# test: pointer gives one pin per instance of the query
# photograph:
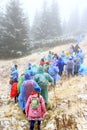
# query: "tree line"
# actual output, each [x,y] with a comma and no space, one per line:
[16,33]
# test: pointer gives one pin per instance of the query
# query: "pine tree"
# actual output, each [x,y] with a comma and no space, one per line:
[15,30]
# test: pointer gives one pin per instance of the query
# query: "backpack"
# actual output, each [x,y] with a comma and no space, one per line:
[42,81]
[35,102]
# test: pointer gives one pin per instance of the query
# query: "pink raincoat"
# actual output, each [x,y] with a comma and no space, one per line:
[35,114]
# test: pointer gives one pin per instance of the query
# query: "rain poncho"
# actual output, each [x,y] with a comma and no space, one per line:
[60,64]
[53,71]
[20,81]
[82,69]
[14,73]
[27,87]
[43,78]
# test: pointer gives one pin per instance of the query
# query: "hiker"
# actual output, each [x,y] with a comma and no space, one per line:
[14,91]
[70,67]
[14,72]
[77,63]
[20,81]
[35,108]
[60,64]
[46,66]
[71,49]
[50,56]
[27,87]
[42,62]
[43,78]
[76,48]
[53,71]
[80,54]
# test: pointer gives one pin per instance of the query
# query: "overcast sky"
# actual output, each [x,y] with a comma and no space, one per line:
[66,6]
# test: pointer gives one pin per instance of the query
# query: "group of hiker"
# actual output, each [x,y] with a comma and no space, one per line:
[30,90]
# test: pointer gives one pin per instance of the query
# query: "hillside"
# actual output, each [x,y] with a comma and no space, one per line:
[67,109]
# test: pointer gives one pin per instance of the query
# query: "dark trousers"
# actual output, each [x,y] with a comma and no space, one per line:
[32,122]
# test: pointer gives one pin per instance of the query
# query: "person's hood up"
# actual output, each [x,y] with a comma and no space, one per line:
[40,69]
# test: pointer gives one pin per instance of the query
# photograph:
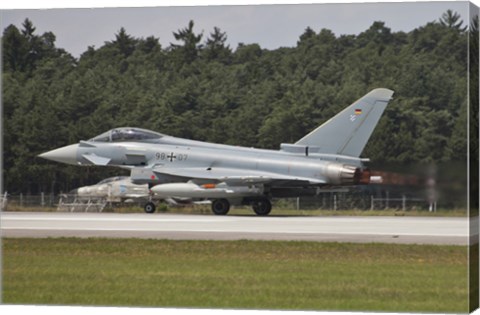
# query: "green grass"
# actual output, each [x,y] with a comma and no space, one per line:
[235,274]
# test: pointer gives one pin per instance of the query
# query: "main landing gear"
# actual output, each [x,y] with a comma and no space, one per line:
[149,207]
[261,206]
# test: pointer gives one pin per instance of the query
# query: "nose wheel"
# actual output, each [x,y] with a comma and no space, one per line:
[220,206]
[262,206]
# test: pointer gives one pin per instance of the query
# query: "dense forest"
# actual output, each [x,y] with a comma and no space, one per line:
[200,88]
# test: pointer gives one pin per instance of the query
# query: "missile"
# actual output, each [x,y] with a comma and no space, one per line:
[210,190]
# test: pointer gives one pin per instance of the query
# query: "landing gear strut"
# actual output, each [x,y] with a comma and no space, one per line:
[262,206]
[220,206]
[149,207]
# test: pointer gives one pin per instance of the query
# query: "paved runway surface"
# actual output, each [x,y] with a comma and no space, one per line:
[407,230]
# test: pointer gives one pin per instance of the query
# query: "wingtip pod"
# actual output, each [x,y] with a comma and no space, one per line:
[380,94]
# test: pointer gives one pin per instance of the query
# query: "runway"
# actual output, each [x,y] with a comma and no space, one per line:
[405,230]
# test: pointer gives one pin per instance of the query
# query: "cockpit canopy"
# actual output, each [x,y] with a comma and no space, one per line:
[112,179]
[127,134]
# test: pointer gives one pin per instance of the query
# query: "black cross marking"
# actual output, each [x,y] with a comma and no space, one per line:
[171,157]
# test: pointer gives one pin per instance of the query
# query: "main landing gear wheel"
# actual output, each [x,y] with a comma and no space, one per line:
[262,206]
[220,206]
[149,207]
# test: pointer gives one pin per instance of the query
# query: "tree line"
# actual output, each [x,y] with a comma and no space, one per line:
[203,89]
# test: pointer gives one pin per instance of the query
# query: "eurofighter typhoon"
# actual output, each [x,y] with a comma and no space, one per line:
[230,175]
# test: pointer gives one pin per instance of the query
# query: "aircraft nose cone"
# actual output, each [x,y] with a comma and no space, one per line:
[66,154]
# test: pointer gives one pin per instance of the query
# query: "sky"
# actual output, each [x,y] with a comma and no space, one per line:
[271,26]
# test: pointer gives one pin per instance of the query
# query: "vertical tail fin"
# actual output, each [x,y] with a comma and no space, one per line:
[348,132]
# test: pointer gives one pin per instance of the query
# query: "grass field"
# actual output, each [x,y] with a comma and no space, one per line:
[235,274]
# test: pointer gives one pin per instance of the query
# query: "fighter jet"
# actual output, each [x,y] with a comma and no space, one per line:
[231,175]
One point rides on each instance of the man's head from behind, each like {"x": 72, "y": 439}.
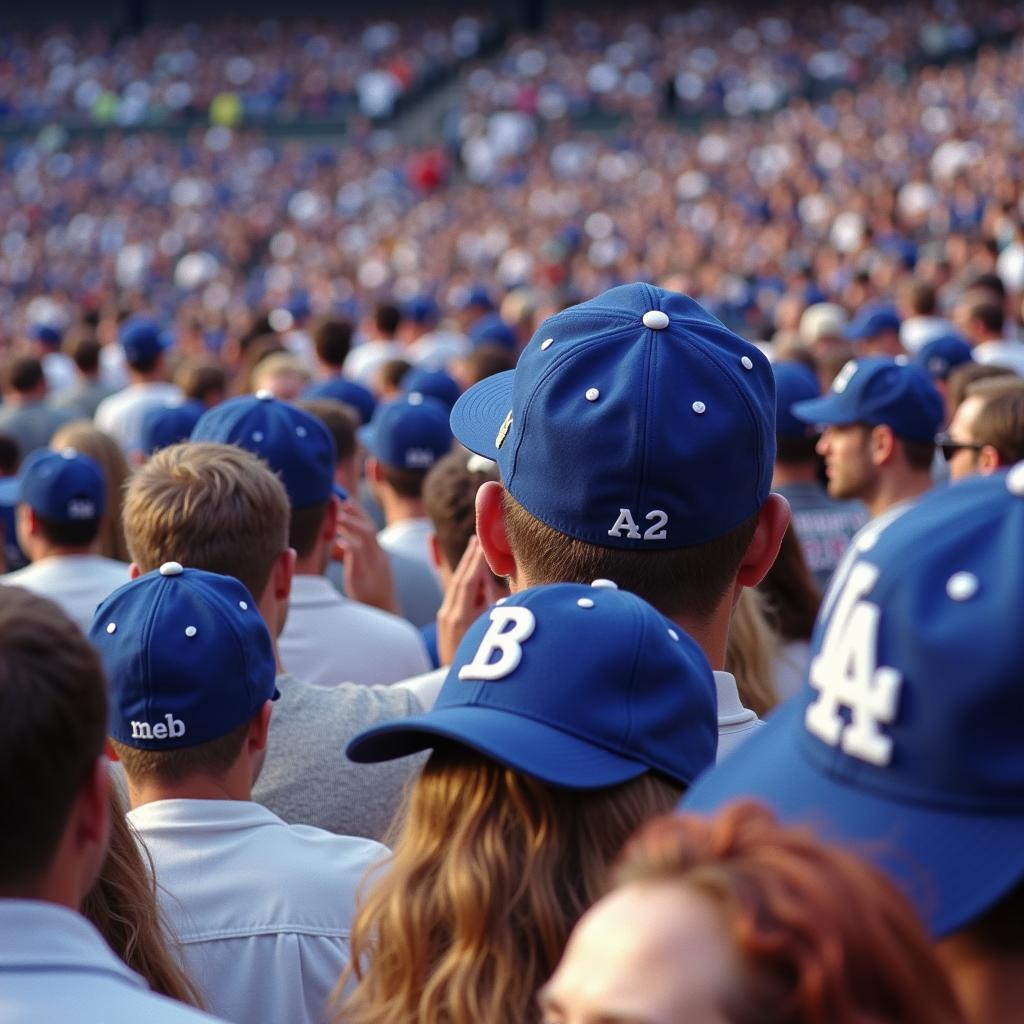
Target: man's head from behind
----------
What you should do — Without carrying over any pictures, retype the records above exactly.

Solution —
# test: pointer gives one pin per instance of the query
# photograph:
# query: "tree line"
# actual output, each [x,y] with a comma and no space, one per line:
[16,33]
# test: pointer gives one pin per instance of the query
# query: "pine tree"
# actual output, each [x,y] with a comma and no space, one per line:
[15,30]
# test: pointer gives one pin per instance of the query
# query: "backpack"
# actual output, each [x,y] with a comma and no space, one per line:
[42,81]
[35,102]
# test: pointer gives one pin per instance of the query
# query: "pink raincoat"
# actual output, each [x,y] with a comma and no space, one per line:
[35,114]
# test: pointer gives one pin per instance of the query
# query: "rain poncho"
# actual output, each [x,y] with a comma and no space, one per line:
[60,64]
[53,71]
[20,81]
[82,69]
[14,73]
[27,87]
[43,78]
# test: pointer gives one pin per instance of the query
# query: "hiker"
# actual output, each [x,y] with a comma and no space, one per line:
[14,91]
[70,67]
[14,72]
[77,63]
[20,81]
[35,108]
[60,64]
[46,66]
[71,49]
[50,56]
[27,87]
[42,62]
[43,78]
[76,48]
[53,71]
[80,54]
# test: pointer gives one pin per instance of the query
# query: "overcast sky"
# actual output, each [x,y] with a comma and no space, one per line:
[66,6]
# test: pointer gives one pin per instance of the query
# query: "group of hiker"
# actual output, each [x,y] with a comma and no space, one per line:
[30,90]
# test: pointer gives one pin per instance of the query
# query: "hillside"
# actual output, each [x,y] with a comma and no space, one per line:
[67,109]
# test: pointer gives one pin per instance of the query
# query: "dark trousers"
# actual output, each [x,y] with a comma and no space, one per line:
[32,122]
# test: pointer gives one pin per instance of the query
# query: "person's hood up"
# actual output, each [x,y] with a comma and no space, one per line:
[40,69]
# test: pointer gives one pin per instance of the query
# photograph:
# query: "green grass"
# actual output, each [x,y] with a comma and no space, one per line:
[235,274]
# test: pointer gives one pin per instance of the query
# query: "main landing gear"
# actual output, each [x,y] with a comma and no space, one per line:
[149,207]
[261,206]
# test: pointer gives one pin per instance of the query
# query: "nose wheel"
# actual output, each [x,y] with a comma and no space, one per line:
[220,206]
[262,206]
# test: pointer gives one pin per instance of the query
# query: "dense forest"
# actual output, each [x,y] with a comma and no space, one per line:
[200,88]
# test: pointer gives one pin per instance of the query
# query: "missile"
# actual output, each [x,y] with a comma and no space, one per line:
[210,190]
# test: pointer gives one pin per instance of the query
# query: "landing gear strut"
# actual output, each [x,y] with a comma and no space, one per line:
[262,206]
[220,206]
[149,207]
# test: pointer gives one pin per instance of the query
# query: "paved runway surface"
# actual output, each [x,y] with a comma and no space, one per line:
[407,230]
# test: pointer gives one pin per instance of the query
# query: "wingtip pod"
# actual output, each [x,y] with a comma and no space, one per line:
[380,94]
# test: pointer gives one pin per instance of the query
# query: "runway"
# actual output, each [x,y] with a comma and no space, one per line:
[405,230]
# test: pointer gives one pin per instance of the query
# query: "cockpit canopy"
# actual output, each [x,y] with a comma and no space, one per line:
[112,179]
[127,134]
# test: pointer gives one pin per instance of the query
# query: "black cross marking"
# actual output, each [x,y] with a comma and no space, one per line:
[171,157]
# test: pointer gives one pin per instance of the query
# query: "main landing gear wheel"
# actual output, each [x,y] with a comma and no space, one per line:
[262,206]
[220,206]
[149,207]
# test: pointer gives one pin per instance of the query
# query: "tree line"
# actual output, each [x,y] with a comma and no space, one per line:
[203,89]
# test: pointer gives one pin per instance of the query
# query: "eurofighter typhoon"
# actual output, each [x,y] with a comma and no space, one per line:
[230,175]
# test: pointer gives one pin per instance of the query
# query: "aircraft nose cone"
# actual output, each [x,y] with a comma and no space, one per line:
[66,154]
# test: pointer gives one pin per instance of the query
# query: "sky"
# actual output, each [x,y] with a comma and no space, one per line:
[271,26]
# test: pointer gives one pin per instance of the query
# query: "vertical tail fin"
# actual output, each [x,y] with a comma and no space, one per line:
[348,132]
# test: pointer gives one pin per instance of the query
# query: "grass field"
# actual output, each [x,y] with a comma and no space, one per line:
[235,274]
# test: pointer gives one pin per instance of the query
# query: "fighter jet"
# actual output, each [x,y] with a comma and no space, one per line:
[231,175]
One point rides on each instance of the man's head from behind, each like {"x": 72, "y": 439}.
Target: man's head from behind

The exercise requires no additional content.